▸ Document excerpt
** begin **

The image of the world’s most infamous terror cell stashing away $300 million in cyberspace (and using Bitcoin, nonetheless) is scandalous. So of course, in an age of clickbait, juicy headlines about ISIS’s crypto war chest fed curious readers a narrative that had superficial appeal: that dastardly cryptocoin is abetting those nefarious terrorist!

Juicy as it is, it’s not true—at least not entirely. There’s no evidence in Shindler’s comments or his think tank’s research to suggest that ISIS has a significant (let alone a majority) of its funds in bitcoin, and we actually have research from blockchain researchers that suggest ISIS is not using orange coin toward violent ends.

ISIS and Bitcoin

The media blew Schindler’s comments out of context. Bitcoin blockchain analysis firm Chainalysis discusses how egregiously these statements were misrepresented in a recent blog post.

First off, Chainalysis clarifies in the post that they are just theory without any hard evidence. Schindler said that cryptocurrencies could be “one of the ways” (emphasis mine) ISIS has obscured the $300 million authorities have searched for since 2017; he never said it is the way they are doing it (his phrases is peppered with conditional phrasing because they don’t know for sure).

Hard evidence or not, the media ran with the story to craft the narrative you’d expect from seeing ISIS and Bitcoin in the same sentence: bitcoin funds terrorism.

** end **

▸ Given information
** begin **

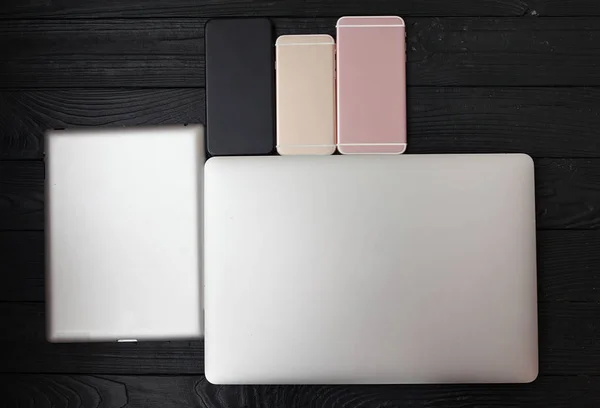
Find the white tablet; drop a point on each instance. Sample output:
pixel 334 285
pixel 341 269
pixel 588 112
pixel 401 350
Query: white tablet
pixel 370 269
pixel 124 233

** end **
** begin **

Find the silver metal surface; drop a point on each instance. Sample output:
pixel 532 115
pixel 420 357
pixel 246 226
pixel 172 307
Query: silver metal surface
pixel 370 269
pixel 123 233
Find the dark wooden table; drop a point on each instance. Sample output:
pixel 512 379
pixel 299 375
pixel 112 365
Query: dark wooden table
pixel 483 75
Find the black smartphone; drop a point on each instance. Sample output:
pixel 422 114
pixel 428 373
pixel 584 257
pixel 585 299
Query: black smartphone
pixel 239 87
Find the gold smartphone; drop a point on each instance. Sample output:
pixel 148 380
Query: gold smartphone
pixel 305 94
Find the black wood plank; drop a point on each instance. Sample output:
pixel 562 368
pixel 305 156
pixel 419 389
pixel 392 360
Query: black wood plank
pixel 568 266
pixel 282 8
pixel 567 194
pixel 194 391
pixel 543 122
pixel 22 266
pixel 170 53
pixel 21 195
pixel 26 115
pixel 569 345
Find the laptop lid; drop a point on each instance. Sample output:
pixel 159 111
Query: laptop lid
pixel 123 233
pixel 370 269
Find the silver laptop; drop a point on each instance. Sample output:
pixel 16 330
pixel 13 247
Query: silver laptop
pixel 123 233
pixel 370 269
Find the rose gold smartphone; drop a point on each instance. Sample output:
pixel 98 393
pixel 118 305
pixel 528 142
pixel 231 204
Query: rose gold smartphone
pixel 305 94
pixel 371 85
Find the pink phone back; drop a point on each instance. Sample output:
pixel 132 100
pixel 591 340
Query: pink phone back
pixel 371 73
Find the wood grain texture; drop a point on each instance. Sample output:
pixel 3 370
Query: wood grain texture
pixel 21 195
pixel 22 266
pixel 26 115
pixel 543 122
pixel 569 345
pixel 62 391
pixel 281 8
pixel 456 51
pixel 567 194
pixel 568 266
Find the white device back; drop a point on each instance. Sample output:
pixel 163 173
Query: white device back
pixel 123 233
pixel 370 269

** end **

▸ Challenges
**a.** In the article on ISIS and Bitcoin, how much money have authorities been searching for since 2017?
**b.** In the records, take the part that opens with the line containing "Find the dark" and closes with the line containing "pixel 483 75". Swap "wooden" for "oak" and write out only those lines, with everything else unchanged.

▸ Responses to the exercise
**a.** $300 million.

**b.**
Find the dark oak table; drop a point on each instance. Sample output:
pixel 512 379
pixel 299 375
pixel 112 365
Query: dark oak table
pixel 483 75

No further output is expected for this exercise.